Please reproduce the stretch from "The first half" through "the Civil War." in the piece below on "The Birth Of A Nation", word for word.

Excerpt to read ▸
%%
D.W. Griffith's "The Birth Of A Nation"

I have to tread carefully in North/South matters, ever since I discovered a few years ago that I'm related to Jefferson Davis by marriage. I had never seen D.W. Griffith's "The Birth Of A Nation". I wondered what made it so controversial. So I rented the VHS tapes to find out.

The first half of the movie seemed quite mild. The northern Stoneman family, and the southern Cameron family, are on good terms, despite disparate politics. There is a definite southern bias, but like I say, quite mild. Elsie Stoneman (Lillian Gish) is clearly the heroine, but I found Margaret Cameron (Miriam Cooper) more attractive. I'm surprised to find that Flora Cameron (Mae Marsh) was actually born in Madrid, New Mexico: who knows, maybe she actually knew my forbears from that neighborhood?

Before seeing the movie, I wondered whether the Birth of the title referred to the Confederacy. Apparently not. Then I wondered whether it referred to the refounding of the United States after the Civil War.

We still look at the events of 1776 as the beginning of the nation, but there is an alternative interpretation, that it was only after Lee's surrender at Appomattox Court House that the nation actually was founded, and the States finally eclipsed. It's definitely a minority opinion, but still, it's a respectable opinion that some historians find attractive. Griffith seems to endorse this view, but nevertheless, that isn't the Birth he refers to.
%%
Dataset ▸
%%
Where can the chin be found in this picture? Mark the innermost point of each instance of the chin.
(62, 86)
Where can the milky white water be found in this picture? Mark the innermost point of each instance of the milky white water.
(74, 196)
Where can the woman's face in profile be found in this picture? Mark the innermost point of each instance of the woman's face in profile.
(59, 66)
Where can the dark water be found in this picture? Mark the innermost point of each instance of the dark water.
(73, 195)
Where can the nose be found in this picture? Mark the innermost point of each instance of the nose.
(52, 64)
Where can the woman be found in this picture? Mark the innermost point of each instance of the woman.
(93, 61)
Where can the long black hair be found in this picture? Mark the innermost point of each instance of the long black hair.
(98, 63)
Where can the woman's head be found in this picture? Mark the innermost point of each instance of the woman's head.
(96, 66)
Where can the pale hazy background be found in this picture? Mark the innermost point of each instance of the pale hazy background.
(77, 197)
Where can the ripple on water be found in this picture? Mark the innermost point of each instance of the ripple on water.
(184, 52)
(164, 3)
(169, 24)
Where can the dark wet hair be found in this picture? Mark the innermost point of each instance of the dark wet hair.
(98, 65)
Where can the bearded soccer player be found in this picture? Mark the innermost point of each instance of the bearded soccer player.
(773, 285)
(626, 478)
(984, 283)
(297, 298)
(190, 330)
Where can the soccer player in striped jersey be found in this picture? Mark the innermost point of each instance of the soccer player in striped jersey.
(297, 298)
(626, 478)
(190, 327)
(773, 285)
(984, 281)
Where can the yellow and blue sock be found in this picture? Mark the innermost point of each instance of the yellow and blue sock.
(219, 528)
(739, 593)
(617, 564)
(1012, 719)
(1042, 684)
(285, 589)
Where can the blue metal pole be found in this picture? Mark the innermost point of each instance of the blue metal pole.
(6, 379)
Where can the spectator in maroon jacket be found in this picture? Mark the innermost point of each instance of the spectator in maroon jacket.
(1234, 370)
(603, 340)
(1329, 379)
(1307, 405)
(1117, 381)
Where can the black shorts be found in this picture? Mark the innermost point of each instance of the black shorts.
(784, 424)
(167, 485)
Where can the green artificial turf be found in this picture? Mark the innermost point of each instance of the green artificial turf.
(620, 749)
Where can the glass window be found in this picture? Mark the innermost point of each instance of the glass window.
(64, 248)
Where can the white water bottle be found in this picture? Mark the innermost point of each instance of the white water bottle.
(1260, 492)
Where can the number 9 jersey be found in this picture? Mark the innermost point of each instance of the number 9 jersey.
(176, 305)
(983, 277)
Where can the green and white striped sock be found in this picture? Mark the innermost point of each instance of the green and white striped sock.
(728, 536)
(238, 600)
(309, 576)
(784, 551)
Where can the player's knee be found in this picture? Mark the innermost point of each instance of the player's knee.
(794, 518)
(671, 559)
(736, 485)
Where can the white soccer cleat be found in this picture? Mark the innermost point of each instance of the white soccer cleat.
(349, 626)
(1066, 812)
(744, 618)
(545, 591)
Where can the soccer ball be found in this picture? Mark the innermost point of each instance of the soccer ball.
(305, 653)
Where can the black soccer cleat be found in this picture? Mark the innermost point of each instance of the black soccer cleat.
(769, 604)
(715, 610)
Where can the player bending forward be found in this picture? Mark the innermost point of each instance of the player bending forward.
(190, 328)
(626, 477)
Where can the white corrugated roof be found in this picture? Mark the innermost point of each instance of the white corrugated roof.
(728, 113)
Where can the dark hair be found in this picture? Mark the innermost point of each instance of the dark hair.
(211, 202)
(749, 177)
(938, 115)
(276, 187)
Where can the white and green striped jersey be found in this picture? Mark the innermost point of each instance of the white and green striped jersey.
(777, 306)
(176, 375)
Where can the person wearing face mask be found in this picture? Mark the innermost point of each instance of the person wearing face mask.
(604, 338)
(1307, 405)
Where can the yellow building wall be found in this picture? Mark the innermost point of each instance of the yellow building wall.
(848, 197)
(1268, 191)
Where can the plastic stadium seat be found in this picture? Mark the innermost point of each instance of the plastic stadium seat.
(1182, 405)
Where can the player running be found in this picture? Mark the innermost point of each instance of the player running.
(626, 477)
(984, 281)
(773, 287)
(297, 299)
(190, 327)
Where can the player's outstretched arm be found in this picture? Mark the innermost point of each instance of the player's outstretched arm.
%%
Correct answer ▸
The first half of the movie seemed quite mild. The northern Stoneman family, and the southern Cameron family, are on good terms, despite disparate politics. There is a definite southern bias, but like I say, quite mild. Elsie Stoneman (Lillian Gish) is clearly the heroine, but I found Margaret Cameron (Miriam Cooper) more attractive. I'm surprised to find that Flora Cameron (Mae Marsh) was actually born in Madrid, New Mexico: who knows, maybe she actually knew my forbears from that neighborhood?

Before seeing the movie, I wondered whether the Birth of the title referred to the Confederacy. Apparently not. Then I wondered whether it referred to the refounding of the United States after the Civil War.